▶ **What is required**
Transcribe the records verbatim, from their first line through the line containing "x=231 y=199", with both of those lines included.

▶ **Input data**
_____

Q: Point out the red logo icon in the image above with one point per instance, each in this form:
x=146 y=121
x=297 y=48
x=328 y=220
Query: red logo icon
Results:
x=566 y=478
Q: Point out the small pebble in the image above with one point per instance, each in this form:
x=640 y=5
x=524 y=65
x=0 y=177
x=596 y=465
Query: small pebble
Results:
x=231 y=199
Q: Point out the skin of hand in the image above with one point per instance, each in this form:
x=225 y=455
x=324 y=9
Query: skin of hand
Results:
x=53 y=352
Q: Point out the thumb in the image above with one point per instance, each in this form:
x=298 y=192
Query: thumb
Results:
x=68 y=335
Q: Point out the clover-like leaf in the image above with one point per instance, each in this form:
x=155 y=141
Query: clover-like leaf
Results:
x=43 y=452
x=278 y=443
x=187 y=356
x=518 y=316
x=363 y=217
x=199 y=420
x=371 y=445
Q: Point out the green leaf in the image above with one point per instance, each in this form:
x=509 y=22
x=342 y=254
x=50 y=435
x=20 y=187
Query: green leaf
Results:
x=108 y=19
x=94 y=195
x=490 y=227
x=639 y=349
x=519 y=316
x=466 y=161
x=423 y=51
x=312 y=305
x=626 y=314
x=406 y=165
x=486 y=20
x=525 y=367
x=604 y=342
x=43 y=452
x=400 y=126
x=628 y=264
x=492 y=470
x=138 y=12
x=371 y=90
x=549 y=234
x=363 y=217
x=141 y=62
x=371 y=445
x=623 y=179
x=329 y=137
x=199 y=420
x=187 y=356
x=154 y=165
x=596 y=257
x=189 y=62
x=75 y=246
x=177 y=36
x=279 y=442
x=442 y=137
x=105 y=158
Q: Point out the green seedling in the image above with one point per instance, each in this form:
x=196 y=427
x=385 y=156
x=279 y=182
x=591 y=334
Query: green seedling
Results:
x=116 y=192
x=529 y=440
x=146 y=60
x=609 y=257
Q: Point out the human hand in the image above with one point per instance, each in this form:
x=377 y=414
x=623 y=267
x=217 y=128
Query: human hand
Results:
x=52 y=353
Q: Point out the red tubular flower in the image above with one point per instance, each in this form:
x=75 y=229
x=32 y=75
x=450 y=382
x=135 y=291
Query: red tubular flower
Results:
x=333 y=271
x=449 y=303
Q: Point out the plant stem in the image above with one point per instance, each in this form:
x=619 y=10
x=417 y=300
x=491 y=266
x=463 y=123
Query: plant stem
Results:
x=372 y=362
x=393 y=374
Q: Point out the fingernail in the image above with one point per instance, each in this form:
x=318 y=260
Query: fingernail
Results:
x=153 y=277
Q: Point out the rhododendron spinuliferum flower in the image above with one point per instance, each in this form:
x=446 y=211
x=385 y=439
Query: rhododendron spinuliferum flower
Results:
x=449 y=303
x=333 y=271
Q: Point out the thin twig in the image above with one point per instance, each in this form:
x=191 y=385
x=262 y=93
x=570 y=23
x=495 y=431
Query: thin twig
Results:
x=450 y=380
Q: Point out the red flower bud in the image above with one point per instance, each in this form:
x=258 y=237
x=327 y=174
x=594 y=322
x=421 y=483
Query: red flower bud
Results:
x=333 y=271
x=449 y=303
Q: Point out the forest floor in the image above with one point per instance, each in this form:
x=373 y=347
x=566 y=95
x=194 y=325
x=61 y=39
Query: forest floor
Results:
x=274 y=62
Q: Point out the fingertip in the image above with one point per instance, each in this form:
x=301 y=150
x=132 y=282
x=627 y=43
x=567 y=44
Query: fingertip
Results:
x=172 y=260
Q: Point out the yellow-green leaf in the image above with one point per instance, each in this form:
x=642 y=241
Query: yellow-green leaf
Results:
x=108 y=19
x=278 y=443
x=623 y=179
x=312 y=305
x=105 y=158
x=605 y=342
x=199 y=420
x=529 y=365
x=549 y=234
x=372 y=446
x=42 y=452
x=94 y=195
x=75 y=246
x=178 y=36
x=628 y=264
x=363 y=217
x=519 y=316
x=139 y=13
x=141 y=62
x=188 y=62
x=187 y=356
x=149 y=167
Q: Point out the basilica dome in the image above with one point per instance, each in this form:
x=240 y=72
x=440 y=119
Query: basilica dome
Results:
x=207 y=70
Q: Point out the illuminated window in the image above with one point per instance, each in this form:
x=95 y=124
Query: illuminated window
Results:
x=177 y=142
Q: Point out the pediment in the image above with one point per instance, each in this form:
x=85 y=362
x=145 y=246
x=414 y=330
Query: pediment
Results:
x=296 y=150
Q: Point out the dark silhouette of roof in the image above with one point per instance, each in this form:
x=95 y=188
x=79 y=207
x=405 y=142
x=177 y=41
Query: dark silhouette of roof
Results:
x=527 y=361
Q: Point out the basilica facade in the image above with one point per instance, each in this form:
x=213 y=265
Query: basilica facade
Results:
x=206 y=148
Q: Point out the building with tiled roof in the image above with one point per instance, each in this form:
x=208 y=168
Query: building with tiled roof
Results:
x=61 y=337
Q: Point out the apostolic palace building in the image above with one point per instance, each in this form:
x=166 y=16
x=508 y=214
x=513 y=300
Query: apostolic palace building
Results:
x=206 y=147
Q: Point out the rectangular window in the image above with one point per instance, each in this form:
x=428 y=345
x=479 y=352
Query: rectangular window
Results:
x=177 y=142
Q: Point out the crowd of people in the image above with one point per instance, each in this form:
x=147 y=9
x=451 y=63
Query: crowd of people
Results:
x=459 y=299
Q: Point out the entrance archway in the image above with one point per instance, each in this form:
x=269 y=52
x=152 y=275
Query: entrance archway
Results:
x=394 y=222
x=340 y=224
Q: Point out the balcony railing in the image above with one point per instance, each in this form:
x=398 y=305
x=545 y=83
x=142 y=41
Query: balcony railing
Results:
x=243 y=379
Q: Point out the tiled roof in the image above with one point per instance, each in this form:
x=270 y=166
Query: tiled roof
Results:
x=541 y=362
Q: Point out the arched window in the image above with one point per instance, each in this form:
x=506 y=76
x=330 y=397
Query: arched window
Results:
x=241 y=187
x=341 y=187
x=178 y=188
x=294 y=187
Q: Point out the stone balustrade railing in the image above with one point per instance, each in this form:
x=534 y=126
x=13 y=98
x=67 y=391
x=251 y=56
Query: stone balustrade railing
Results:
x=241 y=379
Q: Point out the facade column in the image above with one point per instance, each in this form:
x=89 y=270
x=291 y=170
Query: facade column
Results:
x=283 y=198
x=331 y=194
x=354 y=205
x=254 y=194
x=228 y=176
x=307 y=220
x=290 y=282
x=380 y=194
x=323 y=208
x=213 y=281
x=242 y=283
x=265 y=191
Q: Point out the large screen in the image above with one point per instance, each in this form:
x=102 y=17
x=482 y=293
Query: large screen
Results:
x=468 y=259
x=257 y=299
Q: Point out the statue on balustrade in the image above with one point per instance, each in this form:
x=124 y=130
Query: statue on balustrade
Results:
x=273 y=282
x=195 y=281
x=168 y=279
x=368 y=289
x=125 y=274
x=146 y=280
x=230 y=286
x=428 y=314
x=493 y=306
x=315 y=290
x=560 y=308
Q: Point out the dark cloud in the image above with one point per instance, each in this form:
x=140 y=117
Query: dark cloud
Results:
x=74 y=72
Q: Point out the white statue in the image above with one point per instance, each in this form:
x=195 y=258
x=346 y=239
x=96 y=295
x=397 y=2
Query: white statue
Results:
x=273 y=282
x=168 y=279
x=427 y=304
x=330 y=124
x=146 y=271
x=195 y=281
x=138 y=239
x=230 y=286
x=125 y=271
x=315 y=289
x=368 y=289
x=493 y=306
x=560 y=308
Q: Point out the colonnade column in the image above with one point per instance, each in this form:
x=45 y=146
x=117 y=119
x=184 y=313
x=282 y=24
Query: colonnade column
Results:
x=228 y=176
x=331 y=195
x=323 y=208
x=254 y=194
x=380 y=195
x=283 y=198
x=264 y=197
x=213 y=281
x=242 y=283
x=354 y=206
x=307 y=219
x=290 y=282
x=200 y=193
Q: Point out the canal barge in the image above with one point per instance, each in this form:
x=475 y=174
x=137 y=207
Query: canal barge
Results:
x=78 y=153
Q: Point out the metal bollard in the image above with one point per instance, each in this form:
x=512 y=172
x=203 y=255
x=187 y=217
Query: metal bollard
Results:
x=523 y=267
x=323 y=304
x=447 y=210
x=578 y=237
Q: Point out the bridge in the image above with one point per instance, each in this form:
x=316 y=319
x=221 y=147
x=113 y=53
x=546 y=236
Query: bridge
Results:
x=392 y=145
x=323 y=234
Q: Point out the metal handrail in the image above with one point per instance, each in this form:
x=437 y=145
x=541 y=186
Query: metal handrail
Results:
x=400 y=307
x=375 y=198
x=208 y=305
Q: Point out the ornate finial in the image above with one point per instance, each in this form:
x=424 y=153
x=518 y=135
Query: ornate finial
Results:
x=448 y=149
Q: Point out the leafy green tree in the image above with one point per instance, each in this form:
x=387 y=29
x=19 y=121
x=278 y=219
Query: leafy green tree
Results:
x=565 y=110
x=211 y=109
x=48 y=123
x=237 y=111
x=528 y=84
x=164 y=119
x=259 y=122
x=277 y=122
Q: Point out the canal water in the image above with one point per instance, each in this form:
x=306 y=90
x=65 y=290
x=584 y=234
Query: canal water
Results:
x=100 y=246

_____

▶ **Answer to the problem**
Q: Point out the red logo icon in the image above with one point per instance, each in this form:
x=146 y=121
x=297 y=48
x=328 y=220
Query: red logo icon
Results:
x=566 y=478
Q: Point out the small pebble in the image above with one point per instance, each in this form:
x=640 y=5
x=524 y=65
x=0 y=177
x=596 y=465
Query: small pebble
Results:
x=231 y=199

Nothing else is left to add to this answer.